EXTRACT TO READ.
+---+

THIRD AMENDMENT LEASE AGREEMENT

EX-10.14.3 2 dex10143.htm THIRD AMENDMENT TO LEASE AGREEMENT Third Amendment to Lease Agreement

Exhibit 10.14.3

THIRD AMENDMENT LEASE AGREEMENT

This Third Amendment to Lease Agreement (“Amendment”) is entered into as of 8 July, 2011 (the “Effective Date”), by and between BRIAN AVERY, Trustee of the Avery Generations Trust (“Landlord”) and eHEALTHINSURANCE SERVICES, INC., a Delaware corporation (“Tenant”).

RECITALS

A. Landlord and Tenant entered into that certain Lease Agreement dated as of May, 2004, as amended by that certain First Amendment to Lease dated May, 2009, and as further amended by that certain Second Amendment to Lease dated July 1, 2010 (as previously amended, the “Original Lease”; as amended hereby, the “Lease”), for premises consisting of that certain Building containing approximately 17,740 square feet, commonly known as 440 Middlefield Road, Mountain View, California, all as more particularly described in the Original Lease.

B. Landlord and Tenant desire to amend the Lease to extend the Term thereof, and to modify or amend certain other provisions of the Lease as more particularly described below, all on the terms and conditions set forth herein.

+---+

STATED EXERCISE 1. Repeat the lease amendment word for word.
The lease amendment and the entries are unrelated to each other.

+---+

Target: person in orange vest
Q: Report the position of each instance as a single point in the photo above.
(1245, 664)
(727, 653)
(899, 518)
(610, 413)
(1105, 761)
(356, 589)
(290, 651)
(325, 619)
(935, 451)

+---+

STATED EXERCISE 2. Turn every line of the entries into a JSON list of strings, one string per line, skipping blank lines.

EXERCISE ANSWER 1.
THIRD AMENDMENT LEASE AGREEMENT

EX-10.14.3 2 dex10143.htm THIRD AMENDMENT TO LEASE AGREEMENT Third Amendment to Lease Agreement

Exhibit 10.14.3

THIRD AMENDMENT LEASE AGREEMENT

This Third Amendment to Lease Agreement (“Amendment”) is entered into as of 8 July, 2011 (the “Effective Date”), by and between BRIAN AVERY, Trustee of the Avery Generations Trust (“Landlord”) and eHEALTHINSURANCE SERVICES, INC., a Delaware corporation (“Tenant”).

RECITALS

A. Landlord and Tenant entered into that certain Lease Agreement dated as of May, 2004, as amended by that certain First Amendment to Lease dated May, 2009, and as further amended by that certain Second Amendment to Lease dated July 1, 2010 (as previously amended, the “Original Lease”; as amended hereby, the “Lease”), for premises consisting of that certain Building containing approximately 17,740 square feet, commonly known as 440 Middlefield Road, Mountain View, California, all as more particularly described in the Original Lease.

B. Landlord and Tenant desire to amend the Lease to extend the Term thereof, and to modify or amend certain other provisions of the Lease as more particularly described below, all on the terms and conditions set forth herein.

EXERCISE ANSWER 2.
[
  "Target: person in orange vest",
  "Q: Report the position of each instance as a single point in the photo above.",
  "(1245, 664)",
  "(727, 653)",
  "(899, 518)",
  "(610, 413)",
  "(1105, 761)",
  "(356, 589)",
  "(290, 651)",
  "(325, 619)",
  "(935, 451)"
]